Task objective: Copy the stretch from the start of the items through the line that contains "left=119, top=166, right=131, bottom=255", swapping "metal support stake" for "steel mooring post" and keeping everything else the same. Leave the pictures out.

::: Recorded data

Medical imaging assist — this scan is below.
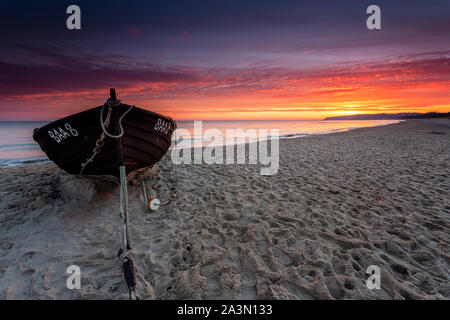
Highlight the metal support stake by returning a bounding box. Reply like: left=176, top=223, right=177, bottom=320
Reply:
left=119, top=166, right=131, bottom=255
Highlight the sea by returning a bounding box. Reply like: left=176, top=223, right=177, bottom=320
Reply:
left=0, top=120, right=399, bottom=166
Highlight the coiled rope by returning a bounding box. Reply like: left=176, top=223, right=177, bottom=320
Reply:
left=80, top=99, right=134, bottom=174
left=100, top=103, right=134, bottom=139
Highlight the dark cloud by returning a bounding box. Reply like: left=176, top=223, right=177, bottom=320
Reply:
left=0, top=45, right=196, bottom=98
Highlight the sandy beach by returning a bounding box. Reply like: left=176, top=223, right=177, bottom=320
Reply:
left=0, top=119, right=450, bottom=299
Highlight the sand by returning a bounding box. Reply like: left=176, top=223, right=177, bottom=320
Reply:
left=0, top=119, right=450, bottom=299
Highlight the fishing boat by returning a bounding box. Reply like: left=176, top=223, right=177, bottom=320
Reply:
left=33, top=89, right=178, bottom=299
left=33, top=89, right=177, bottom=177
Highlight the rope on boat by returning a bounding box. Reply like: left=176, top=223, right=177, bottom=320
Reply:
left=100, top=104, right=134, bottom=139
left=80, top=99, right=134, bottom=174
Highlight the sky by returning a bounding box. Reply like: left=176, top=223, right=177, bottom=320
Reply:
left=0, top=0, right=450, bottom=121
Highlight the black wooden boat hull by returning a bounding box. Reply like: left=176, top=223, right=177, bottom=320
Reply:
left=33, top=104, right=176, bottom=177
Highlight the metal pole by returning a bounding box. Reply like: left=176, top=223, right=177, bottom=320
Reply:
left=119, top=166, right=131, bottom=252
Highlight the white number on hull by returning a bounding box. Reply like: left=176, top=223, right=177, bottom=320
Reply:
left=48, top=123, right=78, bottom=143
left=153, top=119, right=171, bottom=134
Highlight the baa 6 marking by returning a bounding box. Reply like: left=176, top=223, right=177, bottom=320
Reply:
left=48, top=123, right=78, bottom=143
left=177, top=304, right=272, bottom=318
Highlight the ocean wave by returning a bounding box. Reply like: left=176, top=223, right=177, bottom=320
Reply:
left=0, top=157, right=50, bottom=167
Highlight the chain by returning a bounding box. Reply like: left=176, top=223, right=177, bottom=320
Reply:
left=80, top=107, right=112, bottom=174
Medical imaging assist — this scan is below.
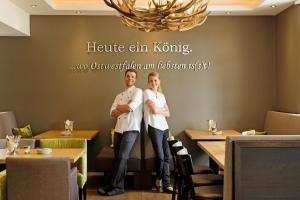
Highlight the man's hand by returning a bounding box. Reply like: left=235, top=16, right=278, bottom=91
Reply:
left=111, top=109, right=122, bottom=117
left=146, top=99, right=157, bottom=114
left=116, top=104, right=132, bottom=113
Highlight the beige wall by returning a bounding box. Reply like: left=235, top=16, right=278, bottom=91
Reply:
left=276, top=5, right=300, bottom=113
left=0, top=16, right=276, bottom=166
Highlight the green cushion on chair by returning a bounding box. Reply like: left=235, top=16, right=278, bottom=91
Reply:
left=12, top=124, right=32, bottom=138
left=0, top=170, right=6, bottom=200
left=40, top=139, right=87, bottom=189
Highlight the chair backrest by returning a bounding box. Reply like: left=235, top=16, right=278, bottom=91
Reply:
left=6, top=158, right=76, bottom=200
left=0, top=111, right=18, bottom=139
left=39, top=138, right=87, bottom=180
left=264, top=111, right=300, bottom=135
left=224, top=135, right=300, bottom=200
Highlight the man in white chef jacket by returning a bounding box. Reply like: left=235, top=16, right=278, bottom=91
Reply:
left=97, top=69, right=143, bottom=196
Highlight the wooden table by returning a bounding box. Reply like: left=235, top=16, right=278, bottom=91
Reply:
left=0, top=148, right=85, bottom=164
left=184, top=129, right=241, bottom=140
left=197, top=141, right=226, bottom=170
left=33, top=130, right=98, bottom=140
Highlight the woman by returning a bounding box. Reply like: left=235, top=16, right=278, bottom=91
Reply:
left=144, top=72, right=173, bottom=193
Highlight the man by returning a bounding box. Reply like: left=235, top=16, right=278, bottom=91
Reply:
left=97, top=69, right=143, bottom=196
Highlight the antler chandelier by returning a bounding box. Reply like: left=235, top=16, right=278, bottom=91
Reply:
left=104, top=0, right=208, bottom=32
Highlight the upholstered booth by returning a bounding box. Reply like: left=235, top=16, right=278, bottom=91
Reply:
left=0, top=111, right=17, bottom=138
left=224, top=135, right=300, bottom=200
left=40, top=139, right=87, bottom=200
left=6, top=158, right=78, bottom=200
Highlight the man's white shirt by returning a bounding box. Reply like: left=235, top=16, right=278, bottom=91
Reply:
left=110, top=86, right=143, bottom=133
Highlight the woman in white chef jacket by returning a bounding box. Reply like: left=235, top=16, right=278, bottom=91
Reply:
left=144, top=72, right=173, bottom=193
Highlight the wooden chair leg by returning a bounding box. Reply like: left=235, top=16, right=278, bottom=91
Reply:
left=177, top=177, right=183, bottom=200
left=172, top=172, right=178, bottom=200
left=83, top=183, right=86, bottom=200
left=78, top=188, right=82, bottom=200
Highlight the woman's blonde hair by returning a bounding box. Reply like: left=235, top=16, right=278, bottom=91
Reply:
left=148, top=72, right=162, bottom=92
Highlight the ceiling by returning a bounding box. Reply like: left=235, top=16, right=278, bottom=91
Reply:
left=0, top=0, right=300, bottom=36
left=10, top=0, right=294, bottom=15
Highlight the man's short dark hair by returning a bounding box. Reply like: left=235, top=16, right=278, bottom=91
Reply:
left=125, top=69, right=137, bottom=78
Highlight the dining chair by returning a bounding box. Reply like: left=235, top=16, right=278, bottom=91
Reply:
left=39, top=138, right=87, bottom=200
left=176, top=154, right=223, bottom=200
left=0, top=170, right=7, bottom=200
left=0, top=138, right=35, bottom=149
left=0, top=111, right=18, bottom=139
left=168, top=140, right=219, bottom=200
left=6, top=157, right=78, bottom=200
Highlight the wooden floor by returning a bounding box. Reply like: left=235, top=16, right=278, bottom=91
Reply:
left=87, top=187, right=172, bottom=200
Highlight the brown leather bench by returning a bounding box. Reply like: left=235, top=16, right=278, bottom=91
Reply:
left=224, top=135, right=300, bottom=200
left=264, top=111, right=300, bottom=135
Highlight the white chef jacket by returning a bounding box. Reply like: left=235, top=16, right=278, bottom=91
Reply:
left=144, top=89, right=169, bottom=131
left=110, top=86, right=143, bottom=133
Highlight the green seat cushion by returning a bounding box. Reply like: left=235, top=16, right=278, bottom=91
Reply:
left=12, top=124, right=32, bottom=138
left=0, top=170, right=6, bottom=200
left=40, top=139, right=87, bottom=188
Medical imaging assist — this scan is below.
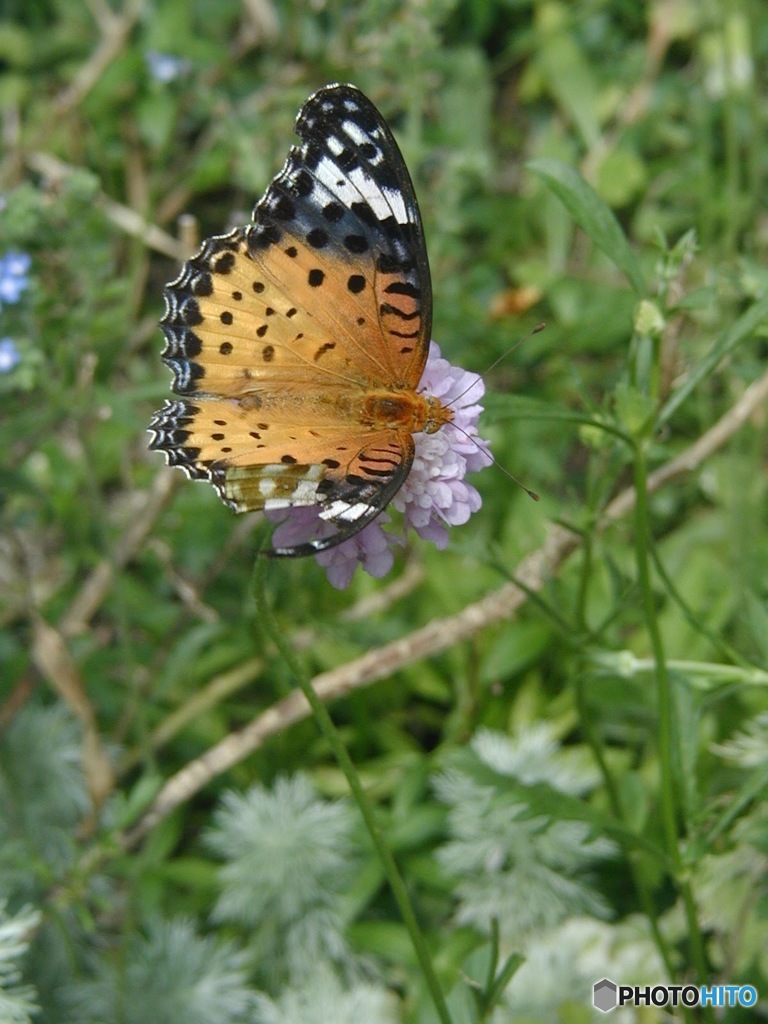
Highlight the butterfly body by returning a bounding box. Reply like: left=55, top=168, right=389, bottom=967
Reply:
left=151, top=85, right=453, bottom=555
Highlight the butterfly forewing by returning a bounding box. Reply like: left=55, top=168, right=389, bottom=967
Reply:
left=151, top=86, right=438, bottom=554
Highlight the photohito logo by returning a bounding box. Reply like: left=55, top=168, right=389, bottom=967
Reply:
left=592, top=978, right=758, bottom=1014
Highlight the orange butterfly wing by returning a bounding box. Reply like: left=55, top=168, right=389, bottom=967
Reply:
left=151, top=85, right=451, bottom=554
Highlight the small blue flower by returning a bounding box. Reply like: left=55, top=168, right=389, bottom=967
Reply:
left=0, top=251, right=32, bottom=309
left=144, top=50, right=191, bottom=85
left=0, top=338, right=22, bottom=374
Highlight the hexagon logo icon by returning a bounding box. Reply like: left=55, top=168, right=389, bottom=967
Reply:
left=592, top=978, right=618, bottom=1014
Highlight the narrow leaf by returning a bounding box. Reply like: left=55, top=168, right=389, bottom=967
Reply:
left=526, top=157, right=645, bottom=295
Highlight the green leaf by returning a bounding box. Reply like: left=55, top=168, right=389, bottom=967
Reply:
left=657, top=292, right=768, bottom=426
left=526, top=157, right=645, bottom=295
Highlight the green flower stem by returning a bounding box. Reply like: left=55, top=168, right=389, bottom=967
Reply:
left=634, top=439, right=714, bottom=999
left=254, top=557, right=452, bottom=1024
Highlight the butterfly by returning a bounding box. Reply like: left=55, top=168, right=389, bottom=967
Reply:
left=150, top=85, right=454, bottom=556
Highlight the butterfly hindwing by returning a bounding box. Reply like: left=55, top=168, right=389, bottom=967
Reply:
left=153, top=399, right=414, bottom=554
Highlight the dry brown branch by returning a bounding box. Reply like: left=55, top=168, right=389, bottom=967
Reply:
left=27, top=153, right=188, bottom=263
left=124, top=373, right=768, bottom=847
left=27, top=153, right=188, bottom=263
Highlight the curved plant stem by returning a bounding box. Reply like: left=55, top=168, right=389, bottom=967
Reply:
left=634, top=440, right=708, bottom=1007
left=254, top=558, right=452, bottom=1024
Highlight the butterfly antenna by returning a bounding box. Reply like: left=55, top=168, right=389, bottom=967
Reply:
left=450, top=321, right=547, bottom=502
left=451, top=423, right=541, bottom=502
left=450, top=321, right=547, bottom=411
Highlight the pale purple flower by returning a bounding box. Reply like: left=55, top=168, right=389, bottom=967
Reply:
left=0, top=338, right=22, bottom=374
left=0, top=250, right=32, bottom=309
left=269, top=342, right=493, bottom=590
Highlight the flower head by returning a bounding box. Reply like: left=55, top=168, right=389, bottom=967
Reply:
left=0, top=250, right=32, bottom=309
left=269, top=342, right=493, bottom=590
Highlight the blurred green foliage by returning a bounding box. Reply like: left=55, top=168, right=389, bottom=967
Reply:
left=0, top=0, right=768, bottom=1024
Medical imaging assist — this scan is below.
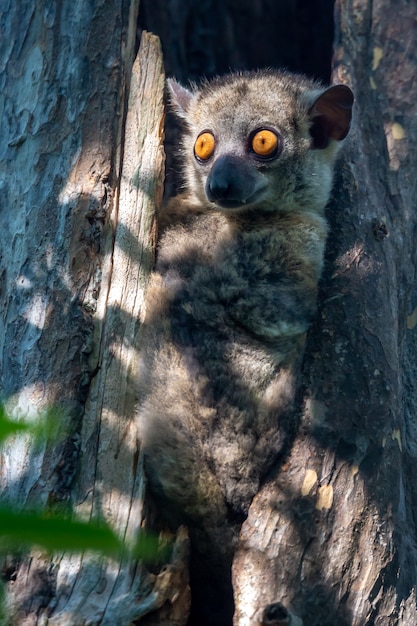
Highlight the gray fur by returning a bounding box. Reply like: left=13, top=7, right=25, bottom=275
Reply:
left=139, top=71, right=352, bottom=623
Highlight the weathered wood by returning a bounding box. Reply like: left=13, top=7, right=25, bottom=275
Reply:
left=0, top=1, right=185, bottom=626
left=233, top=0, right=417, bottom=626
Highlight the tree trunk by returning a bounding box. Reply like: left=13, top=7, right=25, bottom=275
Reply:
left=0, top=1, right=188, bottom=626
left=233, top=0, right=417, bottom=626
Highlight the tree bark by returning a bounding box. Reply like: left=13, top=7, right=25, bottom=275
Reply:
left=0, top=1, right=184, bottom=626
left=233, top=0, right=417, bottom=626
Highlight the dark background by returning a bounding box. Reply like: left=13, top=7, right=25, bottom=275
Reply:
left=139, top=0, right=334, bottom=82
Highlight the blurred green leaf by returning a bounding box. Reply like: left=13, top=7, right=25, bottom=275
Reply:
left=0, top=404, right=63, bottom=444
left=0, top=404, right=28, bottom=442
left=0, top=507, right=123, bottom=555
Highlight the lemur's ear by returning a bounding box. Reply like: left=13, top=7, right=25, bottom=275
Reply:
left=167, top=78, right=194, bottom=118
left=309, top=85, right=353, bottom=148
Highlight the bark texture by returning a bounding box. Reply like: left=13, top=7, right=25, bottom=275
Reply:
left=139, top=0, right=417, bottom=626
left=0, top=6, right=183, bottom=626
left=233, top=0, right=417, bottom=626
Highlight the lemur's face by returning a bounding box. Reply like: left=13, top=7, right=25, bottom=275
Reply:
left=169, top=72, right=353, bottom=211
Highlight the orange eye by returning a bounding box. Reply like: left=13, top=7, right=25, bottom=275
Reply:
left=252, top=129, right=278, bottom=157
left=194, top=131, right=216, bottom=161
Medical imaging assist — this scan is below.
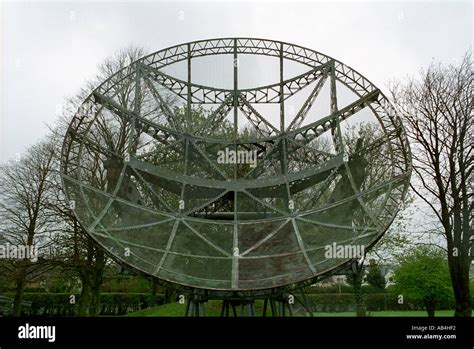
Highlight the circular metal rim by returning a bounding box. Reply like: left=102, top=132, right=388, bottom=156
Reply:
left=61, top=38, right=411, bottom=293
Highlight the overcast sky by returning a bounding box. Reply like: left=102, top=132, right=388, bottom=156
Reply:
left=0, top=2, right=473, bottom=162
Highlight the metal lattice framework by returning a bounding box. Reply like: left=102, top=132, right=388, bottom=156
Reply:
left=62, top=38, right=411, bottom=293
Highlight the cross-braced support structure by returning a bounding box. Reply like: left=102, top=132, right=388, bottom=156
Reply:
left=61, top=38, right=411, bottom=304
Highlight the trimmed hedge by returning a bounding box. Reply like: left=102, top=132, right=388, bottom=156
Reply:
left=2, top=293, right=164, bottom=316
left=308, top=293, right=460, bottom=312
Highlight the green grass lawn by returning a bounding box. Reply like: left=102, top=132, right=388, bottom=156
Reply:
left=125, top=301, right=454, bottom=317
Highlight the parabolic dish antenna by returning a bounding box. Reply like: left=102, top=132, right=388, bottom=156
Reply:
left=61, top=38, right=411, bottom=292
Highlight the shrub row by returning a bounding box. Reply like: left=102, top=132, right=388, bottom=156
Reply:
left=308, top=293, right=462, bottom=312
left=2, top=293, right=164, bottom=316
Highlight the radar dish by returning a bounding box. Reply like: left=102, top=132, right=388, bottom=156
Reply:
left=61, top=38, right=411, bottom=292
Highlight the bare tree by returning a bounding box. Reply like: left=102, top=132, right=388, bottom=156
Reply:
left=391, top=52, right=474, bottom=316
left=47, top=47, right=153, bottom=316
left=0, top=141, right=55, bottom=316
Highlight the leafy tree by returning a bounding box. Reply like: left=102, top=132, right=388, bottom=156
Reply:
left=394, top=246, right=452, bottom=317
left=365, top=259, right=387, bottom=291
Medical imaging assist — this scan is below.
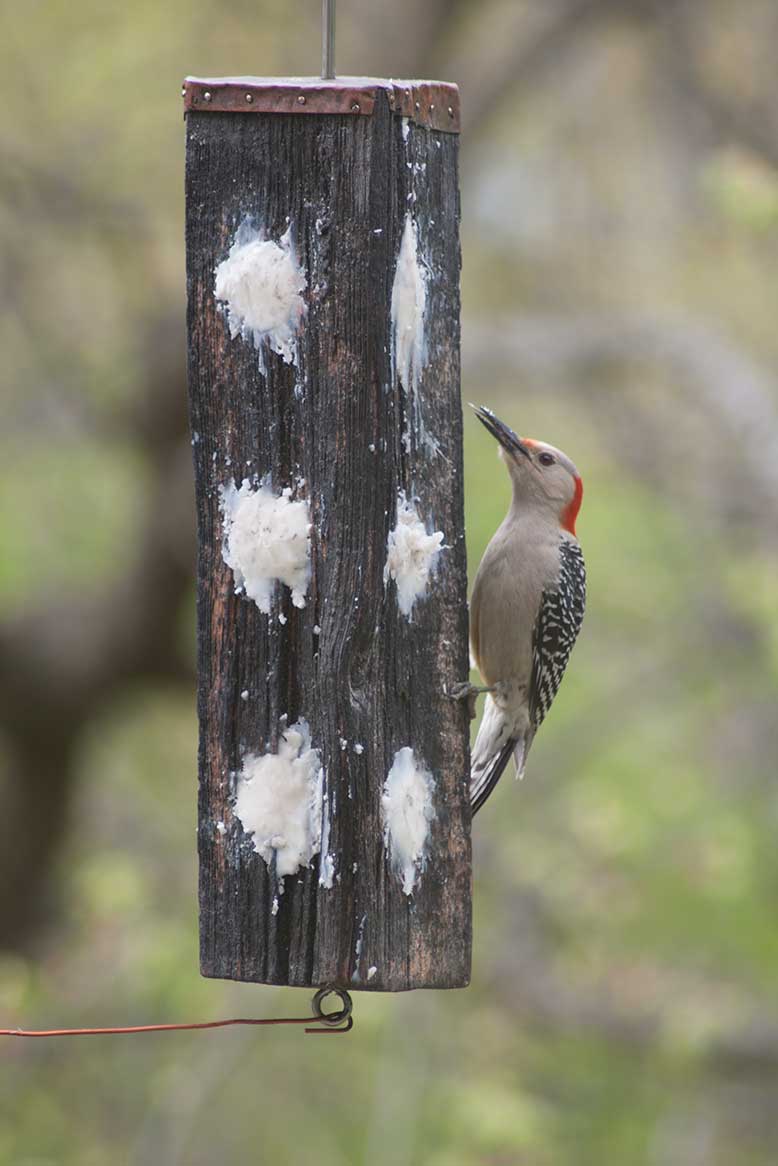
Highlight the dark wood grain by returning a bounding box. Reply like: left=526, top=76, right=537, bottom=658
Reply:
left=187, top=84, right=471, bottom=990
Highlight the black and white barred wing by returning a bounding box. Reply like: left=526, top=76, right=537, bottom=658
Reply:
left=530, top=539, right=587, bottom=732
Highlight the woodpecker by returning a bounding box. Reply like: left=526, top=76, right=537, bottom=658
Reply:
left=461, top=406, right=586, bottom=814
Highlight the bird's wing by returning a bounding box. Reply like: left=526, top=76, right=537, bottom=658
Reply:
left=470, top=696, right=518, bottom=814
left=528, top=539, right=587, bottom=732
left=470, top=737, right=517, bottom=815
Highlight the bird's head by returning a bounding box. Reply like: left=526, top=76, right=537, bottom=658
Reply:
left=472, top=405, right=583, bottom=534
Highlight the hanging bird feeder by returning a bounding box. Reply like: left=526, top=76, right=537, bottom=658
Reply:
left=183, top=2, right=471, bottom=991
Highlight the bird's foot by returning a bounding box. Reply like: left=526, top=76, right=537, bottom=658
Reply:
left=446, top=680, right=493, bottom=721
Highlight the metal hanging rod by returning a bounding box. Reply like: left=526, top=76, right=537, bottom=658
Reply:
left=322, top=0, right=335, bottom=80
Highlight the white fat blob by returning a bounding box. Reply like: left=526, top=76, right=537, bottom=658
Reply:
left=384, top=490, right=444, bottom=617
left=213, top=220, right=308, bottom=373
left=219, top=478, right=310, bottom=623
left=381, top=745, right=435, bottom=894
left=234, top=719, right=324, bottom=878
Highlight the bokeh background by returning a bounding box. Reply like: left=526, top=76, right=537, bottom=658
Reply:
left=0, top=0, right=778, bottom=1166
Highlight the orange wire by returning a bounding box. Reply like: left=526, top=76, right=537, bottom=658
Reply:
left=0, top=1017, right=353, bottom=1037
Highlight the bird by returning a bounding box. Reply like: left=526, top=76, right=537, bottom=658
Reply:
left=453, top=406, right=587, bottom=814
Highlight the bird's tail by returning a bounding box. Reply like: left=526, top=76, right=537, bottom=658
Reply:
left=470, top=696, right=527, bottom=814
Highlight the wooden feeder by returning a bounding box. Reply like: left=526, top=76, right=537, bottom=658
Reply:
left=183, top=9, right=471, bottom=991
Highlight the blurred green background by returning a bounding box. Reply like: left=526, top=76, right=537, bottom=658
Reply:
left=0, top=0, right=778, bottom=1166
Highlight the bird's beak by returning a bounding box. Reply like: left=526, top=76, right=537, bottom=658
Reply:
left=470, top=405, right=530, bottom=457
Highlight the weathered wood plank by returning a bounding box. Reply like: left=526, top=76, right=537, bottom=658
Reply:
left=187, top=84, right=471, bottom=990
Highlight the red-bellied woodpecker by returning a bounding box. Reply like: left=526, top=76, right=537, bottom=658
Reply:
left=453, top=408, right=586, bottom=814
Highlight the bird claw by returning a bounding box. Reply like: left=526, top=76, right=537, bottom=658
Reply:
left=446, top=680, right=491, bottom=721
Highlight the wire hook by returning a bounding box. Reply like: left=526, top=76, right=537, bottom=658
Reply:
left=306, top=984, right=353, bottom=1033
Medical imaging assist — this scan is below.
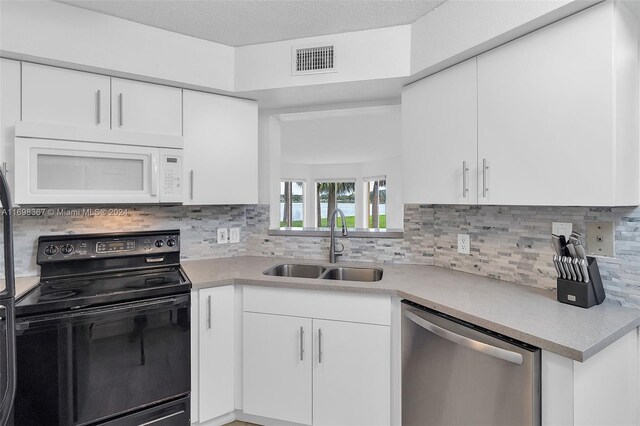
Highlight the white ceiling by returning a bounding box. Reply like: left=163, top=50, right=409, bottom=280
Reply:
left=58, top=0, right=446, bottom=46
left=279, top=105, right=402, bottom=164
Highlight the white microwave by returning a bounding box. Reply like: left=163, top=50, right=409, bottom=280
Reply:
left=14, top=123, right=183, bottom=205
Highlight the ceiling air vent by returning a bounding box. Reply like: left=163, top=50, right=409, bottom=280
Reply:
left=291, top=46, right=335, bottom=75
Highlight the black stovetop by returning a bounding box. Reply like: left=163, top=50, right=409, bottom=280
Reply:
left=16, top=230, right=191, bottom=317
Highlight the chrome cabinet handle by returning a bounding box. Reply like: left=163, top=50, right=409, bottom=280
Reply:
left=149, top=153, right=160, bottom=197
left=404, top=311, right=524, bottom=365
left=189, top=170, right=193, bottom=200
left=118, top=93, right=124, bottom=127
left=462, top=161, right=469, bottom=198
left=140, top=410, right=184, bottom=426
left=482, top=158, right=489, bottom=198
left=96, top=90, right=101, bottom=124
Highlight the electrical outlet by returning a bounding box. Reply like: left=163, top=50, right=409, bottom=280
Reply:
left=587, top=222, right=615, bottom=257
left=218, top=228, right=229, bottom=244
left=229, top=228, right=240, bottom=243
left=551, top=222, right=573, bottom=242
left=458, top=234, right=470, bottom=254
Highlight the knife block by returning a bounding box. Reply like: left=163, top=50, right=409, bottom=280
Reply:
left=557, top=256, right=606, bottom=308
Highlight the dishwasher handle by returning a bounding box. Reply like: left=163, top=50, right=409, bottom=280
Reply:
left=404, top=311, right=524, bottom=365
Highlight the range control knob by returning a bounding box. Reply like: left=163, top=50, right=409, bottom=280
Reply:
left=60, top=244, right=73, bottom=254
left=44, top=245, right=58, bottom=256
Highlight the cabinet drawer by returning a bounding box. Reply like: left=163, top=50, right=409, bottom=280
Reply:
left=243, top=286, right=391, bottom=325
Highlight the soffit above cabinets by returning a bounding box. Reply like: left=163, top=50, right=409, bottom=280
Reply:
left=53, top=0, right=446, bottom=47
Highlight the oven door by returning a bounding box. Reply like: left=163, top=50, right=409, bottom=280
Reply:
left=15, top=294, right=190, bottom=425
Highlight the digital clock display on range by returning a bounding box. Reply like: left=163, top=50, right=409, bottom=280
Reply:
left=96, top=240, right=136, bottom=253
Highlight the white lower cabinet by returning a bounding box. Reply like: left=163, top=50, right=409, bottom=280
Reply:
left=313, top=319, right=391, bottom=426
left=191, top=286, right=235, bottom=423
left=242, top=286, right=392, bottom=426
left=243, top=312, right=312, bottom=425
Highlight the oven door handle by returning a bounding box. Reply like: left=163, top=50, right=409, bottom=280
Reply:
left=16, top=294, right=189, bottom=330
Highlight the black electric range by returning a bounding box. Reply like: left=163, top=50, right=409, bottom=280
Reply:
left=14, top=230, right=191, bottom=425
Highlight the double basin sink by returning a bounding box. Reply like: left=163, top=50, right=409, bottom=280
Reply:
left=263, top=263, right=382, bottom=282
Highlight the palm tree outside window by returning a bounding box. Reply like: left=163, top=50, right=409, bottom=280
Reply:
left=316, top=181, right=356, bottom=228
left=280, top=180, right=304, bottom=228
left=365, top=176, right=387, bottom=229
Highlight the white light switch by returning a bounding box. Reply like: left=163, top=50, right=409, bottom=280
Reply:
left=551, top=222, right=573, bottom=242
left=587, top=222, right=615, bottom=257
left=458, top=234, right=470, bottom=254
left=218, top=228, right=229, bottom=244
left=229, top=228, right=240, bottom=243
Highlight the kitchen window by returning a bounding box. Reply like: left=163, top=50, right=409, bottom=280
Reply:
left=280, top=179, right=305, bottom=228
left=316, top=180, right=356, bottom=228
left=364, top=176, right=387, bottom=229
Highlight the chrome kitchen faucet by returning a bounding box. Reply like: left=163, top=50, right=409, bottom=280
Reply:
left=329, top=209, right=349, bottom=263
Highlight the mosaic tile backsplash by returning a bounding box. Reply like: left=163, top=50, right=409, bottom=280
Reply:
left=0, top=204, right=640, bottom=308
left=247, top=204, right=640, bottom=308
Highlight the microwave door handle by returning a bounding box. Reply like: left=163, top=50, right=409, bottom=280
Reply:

::::::

Answer to this problem:
Medical imaging assist — this scan is below.
Highlight the steel mooring post by returning a bounding box. Reply like: left=176, top=223, right=177, bottom=320
Reply:
left=119, top=166, right=131, bottom=255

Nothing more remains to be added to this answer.